▸ **Work task**: Repeat every line of the listing below exactly, minus the pictures.

▸ **Data excerpts**:

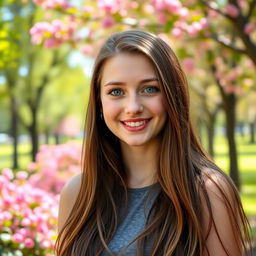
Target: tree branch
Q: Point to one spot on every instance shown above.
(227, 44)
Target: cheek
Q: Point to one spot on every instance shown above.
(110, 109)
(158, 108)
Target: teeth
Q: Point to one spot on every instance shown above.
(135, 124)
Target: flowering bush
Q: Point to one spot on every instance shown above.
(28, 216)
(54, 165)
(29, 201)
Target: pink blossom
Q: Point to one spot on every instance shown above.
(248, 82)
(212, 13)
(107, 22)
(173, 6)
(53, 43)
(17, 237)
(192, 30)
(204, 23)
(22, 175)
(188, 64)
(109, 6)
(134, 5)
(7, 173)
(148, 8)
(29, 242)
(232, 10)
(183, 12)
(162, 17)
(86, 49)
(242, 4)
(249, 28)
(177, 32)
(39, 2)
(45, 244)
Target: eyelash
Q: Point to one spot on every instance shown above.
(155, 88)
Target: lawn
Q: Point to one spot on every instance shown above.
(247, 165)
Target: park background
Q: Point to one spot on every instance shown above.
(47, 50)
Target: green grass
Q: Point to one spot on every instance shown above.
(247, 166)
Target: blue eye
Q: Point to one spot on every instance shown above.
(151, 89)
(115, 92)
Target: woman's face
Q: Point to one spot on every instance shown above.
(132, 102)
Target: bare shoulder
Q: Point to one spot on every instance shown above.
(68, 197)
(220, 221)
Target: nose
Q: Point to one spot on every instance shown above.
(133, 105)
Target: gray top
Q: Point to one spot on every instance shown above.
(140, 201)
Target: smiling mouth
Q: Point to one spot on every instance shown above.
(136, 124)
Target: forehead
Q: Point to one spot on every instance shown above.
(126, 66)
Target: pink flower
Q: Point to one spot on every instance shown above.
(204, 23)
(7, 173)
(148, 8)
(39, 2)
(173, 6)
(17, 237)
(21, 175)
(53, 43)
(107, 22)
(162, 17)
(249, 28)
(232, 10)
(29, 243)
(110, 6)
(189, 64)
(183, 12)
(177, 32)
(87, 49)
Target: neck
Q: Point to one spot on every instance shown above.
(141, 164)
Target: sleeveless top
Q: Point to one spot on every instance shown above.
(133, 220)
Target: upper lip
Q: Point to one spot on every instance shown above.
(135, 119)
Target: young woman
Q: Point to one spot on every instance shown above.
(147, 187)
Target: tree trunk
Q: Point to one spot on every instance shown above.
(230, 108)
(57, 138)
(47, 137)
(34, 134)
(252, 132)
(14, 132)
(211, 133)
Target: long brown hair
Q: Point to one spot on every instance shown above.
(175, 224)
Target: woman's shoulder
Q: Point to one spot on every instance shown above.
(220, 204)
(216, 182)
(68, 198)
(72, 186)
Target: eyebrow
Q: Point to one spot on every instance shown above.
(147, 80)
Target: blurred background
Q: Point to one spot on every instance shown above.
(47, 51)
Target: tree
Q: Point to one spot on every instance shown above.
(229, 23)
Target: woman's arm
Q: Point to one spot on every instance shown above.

▸ **Result of the exercise**:
Target: tree branch
Q: Point to one spot on every instance shown above.
(227, 44)
Target: cheek
Q: Point to one spot on every instance shown above.
(110, 109)
(158, 108)
Target: teeth
Q: Point to one spot on every instance shown above.
(135, 124)
Target: flowering bush
Q: Point to one spot on every instance shown above.
(28, 216)
(54, 165)
(29, 201)
Target: pink blossom
Q: Point to one spot on every instance shown above.
(248, 82)
(212, 13)
(107, 22)
(173, 6)
(53, 43)
(17, 237)
(192, 30)
(204, 23)
(22, 175)
(188, 64)
(109, 6)
(134, 5)
(7, 173)
(148, 8)
(29, 242)
(232, 10)
(183, 12)
(162, 17)
(86, 49)
(242, 4)
(249, 28)
(177, 32)
(39, 2)
(45, 244)
Target: eyelash
Q: Point to one spot on every instance shown above.
(155, 88)
Target: lawn
Q: Point to one spot on every instance shown above.
(247, 165)
Target: park background
Q: Point to one spot on every instance shown above.
(47, 50)
Target: green grass
Q: Point to one spot on every instance shown above.
(247, 166)
Target: blue eye
Q: Point to one spot on every instance shown above.
(151, 89)
(115, 92)
Target: woman's face
Q: Point to one spot on every instance shown above.
(132, 102)
Target: bare shoulder
Q: Point to one spot on every instance shown above.
(68, 197)
(220, 221)
Target: nose
Q: Point to one spot on every instance shown above.
(133, 105)
Target: gray top
Q: Point to one spot on every instance shown above.
(140, 201)
Target: smiling mouth
Q: Point to one spot on every instance shown above.
(136, 124)
Target: forehead
Q: Point to one spot on every instance shown above.
(126, 66)
Target: pink flower
Q: Point to one spot on every instance shown above.
(204, 23)
(7, 173)
(148, 8)
(39, 2)
(173, 6)
(17, 237)
(21, 175)
(53, 43)
(107, 22)
(162, 17)
(249, 28)
(232, 10)
(29, 243)
(110, 6)
(189, 64)
(183, 12)
(177, 32)
(87, 49)
Target: neck
Q: Point to one spot on every instance shown above.
(141, 164)
Target: sleeveless top
Q: Point to one spot on every instance shown above.
(133, 220)
Target: upper lip
Q: Point to one spot on every instance shown above.
(135, 119)
Target: young woman
Q: Point to one spot on every instance shown above.
(147, 187)
Target: tree trunk
Q: Point to one spot on every instance shown above.
(230, 108)
(57, 138)
(47, 137)
(34, 134)
(252, 132)
(14, 132)
(211, 133)
Target: long brown hair
Q: Point to one spot on every instance shown above.
(175, 224)
Target: woman's shoulder
Q: Point to one spot on every instance shown above.
(220, 204)
(216, 182)
(68, 198)
(72, 186)
Target: eyebrow
Q: Point to one spot on every instance shown above.
(147, 80)
Target: blurred background
Q: Point to one spot on every instance shown above.
(47, 51)
Target: tree
Q: Point to one spot on every instance shown above.
(229, 23)
Target: woman's arm
Q: Point to one spot on every instance shown above.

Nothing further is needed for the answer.